The Theory of Everything is little more than an Oscar-bait biopic movie about an important person – in this case Stephen Hawking – that details his life in a way that isn’t inherently cinematic so it comes across (like so many biopics) as not so much a movie but a greatest hits package. But like so many biopics, like Ray or The Iron Lady, it’s centered on a showy performance – here from Eddie Redmayne – which was catnip to the Academy. As a piece of filmmaking it’s flaccid, but there are enough interesting qualities to it to make it worth a watch.
First and foremost, the best reason to watch the film is the performance by Felicity Jones – and not just because she’s going to be starring in the Star Wars spin-off Rogue One – who gives the more interesting performance as Jane Hawking. The film begins with Stephen as an active man who is a genius but reticent with the ladies (he’s slow to call Jane and doesn’t like to dance). The two have a romance but after he falls down on campus he’s told he has motor neuron disease and is unlikely to live more than two years. This leads him to reject Jane, but she is forceful and the two get married and have kids.
The film was adapted from Jane Hawking’s book about her life with Stephen, which may be why she is the more interesting figure. Or perhaps it’s because there’s no sense the film is as smart as Stephen – something made obvious when the film tries to show him having a big breakthrough by looking at a fire while a sweater is stuck on his head.
The film mostly goes through the biopic motions as Stephen loses more and more control of his body, with Redmayne transforming from a gawky but active person to a husk in a chair who communicates mostly through his eyes. On one hand this is impressive, and Redmayne delivers it well, but on the other, this is the sort of showy role that seems destined to win awards, and the sort actors take to win them. Perhaps it is a great triumph, but in comparison to the work of – say Daniel Day Lewis in My Left Foot – it doesn’t feel like one of the all-time great transformations into a cripple. In fact, it’s hard to think of a role like this where the actor doesn’t deliver so it’s hard to get a comparative sense of the greatness. Politically, it’s easy to understand why Redmayne won the best actor Oscar, there’s more “acting” on screen here, while Michael Keaton (considered his greatest competition) doesn’t deliver his best work ever in a role that plays as a celebration of the actor’s gifts, but then that has little to do with the movies themselves.

(Referring expression pointing data)
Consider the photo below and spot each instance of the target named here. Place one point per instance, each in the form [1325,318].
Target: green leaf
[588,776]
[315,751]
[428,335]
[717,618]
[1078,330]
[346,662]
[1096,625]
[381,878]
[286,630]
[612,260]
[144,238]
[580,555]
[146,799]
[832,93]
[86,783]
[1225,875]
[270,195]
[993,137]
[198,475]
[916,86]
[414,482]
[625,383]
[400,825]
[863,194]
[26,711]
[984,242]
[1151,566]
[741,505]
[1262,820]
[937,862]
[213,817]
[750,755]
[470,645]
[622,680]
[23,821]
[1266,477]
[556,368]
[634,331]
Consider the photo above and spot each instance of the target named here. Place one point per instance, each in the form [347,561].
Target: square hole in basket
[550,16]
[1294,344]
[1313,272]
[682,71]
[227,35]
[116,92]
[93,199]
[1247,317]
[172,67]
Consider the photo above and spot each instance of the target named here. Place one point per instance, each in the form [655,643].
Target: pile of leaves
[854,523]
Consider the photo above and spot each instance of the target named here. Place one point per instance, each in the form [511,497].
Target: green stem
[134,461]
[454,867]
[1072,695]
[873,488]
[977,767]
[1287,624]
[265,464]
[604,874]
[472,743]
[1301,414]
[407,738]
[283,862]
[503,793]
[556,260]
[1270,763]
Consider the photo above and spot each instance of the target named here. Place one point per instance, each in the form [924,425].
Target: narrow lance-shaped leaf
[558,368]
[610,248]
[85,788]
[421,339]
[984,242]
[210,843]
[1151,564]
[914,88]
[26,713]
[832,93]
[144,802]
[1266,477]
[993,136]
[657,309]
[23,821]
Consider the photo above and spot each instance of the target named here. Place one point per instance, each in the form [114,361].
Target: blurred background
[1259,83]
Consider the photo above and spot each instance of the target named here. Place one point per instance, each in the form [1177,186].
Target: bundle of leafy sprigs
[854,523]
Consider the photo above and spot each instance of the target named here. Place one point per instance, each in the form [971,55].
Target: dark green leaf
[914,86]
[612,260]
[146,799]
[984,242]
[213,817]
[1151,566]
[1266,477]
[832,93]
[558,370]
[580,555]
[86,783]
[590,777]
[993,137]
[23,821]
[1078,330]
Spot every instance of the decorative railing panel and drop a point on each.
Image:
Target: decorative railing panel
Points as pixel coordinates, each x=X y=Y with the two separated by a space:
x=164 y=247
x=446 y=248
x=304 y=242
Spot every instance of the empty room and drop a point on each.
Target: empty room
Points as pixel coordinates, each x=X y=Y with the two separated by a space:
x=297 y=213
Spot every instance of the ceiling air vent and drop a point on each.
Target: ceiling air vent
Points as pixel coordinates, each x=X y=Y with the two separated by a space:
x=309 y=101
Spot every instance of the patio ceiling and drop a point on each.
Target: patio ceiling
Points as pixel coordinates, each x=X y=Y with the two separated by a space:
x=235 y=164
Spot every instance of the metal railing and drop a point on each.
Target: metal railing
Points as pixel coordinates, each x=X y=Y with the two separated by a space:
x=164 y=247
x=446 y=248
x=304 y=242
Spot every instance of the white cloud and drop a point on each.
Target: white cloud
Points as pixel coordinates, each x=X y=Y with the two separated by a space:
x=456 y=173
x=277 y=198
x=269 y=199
--
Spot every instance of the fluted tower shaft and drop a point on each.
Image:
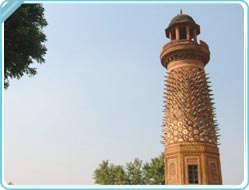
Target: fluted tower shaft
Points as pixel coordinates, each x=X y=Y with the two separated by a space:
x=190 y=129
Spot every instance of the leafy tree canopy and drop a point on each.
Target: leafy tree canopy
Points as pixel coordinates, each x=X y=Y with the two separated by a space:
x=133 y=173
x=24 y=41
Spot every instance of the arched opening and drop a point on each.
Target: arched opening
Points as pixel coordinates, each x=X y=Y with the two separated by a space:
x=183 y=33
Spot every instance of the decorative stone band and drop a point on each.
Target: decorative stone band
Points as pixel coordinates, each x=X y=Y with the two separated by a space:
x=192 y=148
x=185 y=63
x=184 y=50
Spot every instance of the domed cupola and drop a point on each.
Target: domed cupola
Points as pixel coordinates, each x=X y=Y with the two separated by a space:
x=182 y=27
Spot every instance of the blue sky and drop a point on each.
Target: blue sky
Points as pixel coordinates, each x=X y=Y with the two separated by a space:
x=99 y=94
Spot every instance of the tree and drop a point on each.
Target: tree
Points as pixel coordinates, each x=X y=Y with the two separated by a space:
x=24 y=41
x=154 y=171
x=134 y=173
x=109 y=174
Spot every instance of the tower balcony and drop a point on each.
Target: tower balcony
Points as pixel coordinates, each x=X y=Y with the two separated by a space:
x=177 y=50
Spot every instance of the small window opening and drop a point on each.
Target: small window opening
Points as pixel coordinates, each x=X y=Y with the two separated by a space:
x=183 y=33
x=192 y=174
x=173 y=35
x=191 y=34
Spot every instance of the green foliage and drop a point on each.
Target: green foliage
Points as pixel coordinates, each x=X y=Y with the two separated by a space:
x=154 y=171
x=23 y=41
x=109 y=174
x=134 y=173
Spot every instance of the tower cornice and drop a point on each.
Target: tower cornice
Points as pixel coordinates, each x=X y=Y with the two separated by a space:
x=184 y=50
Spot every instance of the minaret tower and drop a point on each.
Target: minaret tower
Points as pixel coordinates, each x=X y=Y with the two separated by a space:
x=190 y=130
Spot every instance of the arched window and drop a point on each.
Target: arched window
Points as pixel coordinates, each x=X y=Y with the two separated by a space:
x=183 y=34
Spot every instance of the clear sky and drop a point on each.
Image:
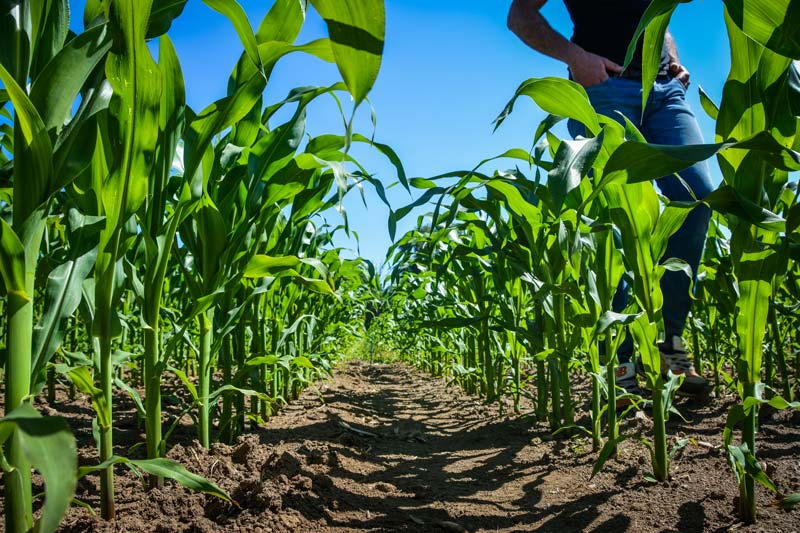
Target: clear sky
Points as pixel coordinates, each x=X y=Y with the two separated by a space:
---
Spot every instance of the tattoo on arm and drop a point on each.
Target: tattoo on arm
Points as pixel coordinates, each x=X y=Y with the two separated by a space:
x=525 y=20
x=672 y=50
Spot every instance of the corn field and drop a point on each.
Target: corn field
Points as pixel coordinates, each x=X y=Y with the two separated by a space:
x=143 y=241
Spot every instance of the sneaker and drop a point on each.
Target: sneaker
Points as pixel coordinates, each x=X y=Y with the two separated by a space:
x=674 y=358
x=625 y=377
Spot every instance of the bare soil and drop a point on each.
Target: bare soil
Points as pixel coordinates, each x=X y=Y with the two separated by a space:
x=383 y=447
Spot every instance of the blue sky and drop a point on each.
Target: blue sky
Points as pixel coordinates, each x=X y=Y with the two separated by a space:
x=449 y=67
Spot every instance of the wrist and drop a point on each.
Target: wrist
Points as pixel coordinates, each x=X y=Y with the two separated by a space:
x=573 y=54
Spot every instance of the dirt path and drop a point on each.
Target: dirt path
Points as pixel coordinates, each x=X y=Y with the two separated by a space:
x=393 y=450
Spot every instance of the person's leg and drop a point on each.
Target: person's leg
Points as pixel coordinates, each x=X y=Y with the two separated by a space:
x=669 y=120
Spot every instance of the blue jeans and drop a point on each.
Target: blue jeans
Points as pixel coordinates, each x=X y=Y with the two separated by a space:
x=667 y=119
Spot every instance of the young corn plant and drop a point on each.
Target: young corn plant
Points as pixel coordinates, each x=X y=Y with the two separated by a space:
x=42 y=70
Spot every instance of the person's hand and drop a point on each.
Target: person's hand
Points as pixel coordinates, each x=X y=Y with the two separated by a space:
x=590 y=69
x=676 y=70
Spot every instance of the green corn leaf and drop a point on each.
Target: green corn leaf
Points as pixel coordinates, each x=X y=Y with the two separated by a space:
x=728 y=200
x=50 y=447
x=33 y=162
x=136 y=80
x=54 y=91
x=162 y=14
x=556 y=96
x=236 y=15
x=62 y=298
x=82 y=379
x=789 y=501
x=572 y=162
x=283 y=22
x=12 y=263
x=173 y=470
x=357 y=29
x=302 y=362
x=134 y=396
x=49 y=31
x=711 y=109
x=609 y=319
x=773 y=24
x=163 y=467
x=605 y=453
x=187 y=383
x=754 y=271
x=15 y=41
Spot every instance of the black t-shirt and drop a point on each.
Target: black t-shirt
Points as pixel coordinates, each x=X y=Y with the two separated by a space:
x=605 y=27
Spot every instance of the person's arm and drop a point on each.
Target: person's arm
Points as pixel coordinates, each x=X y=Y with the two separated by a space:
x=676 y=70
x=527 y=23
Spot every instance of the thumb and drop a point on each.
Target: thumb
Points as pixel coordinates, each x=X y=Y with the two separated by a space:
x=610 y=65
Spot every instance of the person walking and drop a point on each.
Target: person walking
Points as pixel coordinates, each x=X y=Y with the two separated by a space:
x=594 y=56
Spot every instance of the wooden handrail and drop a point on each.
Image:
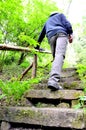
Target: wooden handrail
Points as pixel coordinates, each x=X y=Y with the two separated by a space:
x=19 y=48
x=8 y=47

**Task 1**
In the review of The Theory of Everything, rewrite the part that opens with the words containing "First and foremost, the" and closes with "and have kids.", replacing "romance" with "courtship".
**Task 2**
According to the review of The Theory of Everything, what was the film adapted from?
**Task 3**
Continue the review of The Theory of Everything from its last sentence.

**Response 1**
First and foremost, the best reason to watch the film is the performance by Felicity Jones – and not just because she’s going to be starring in the Star Wars spin-off Rogue One – who gives the more interesting performance as Jane Hawking. The film begins with Stephen as an active man who is a genius but reticent with the ladies (he’s slow to call Jane and doesn’t like to dance). The two have a courtship but after he falls down on campus he’s told he has motor neuron disease and is unlikely to live more than two years. This leads him to reject Jane, but she is forceful and the two get married and have kids.

**Response 2**
Jane Hawking's book about her life with Stephen.

**Response 3**
But while the film goes through the motions of the biopic, the film becomes interesting when it deals with the Hawking’s home life as Stephen needs more and more help and Jane begins to rely upon Jonathan Hellyer Jones (Charlie Cox) to be both helper and part-time father. As Stephen’s relationship history can be gleaned from his Wikipedia page, perhaps this is spoiler territory, but it’s this part of the story that gives the film it’s most interesting elements.
When Stephen and Jane have a third child, many think it might be Jonathan’s, and that sends John away, but then the film shows Stephen coming to him and basically saying “hey, it’s okay if you sleep with my wife, I don’t know how long I’m going to be around.” And then when Stephen gets a pretty nurse who seems better equipped at handling his needs, he and Jane get divorced, and everyone’s okay with it. The portrait of their relationship is fascinating as there is a sense that Stephen thinks of Jane as someone who stuck around partly because of a Nightingale effect, and though they are happy together, as his body decays he realizes that he’s not the best dad. The fact that the film sees this without a negative moral judgment, that it accepts that fidelity or normalcy is untenable in their relationship is where the film is at its best. The film also succeed in showing the conflict between Stephen – who is agnostic at best – and Jane – who goes to church regularly – and shows that they can live together without compromising their values, and there’s a good conclusion to this element of the film.
But if you think about the great biopics – and the sequence where they shoot 16mm film reminded me of Raging Bull – you realize this is just about the least interesting way to tell the story of a genius. Director James Marsch and screenwriter Anthony McCarten aren’t able to deliver much more than what’s expected, with a narrative that has little meat on its bone, while the film is peppered with great character actors who have little to do (Emily Watson and David Thewlis are wasted). If you are interested in Hawking, you’re better off reading his books, or watching the Errol Morris film A Brief History of Time. Still, The Theory of Everything wasn’t the tedium I expected.
Universal’s Blu-ray comes with a DVD and digital copy, and the film is presented in widescreen (2.35:1) and in DTS-HD 5.1 Master Audio. The film was shot digitally, something that is readily apparent in this transfer. The film comes with limited supplements, with the meat being a commentary track by director James Marsch, who talks about how great the actors are and the intentions of each sequence. It’s a solid track for those who care. Also included are eight deleted scenes (11 min.) with optional commentary by the director that were smartly cut, and the paper thin featurette “Becoming the Hawkings” (7 min.).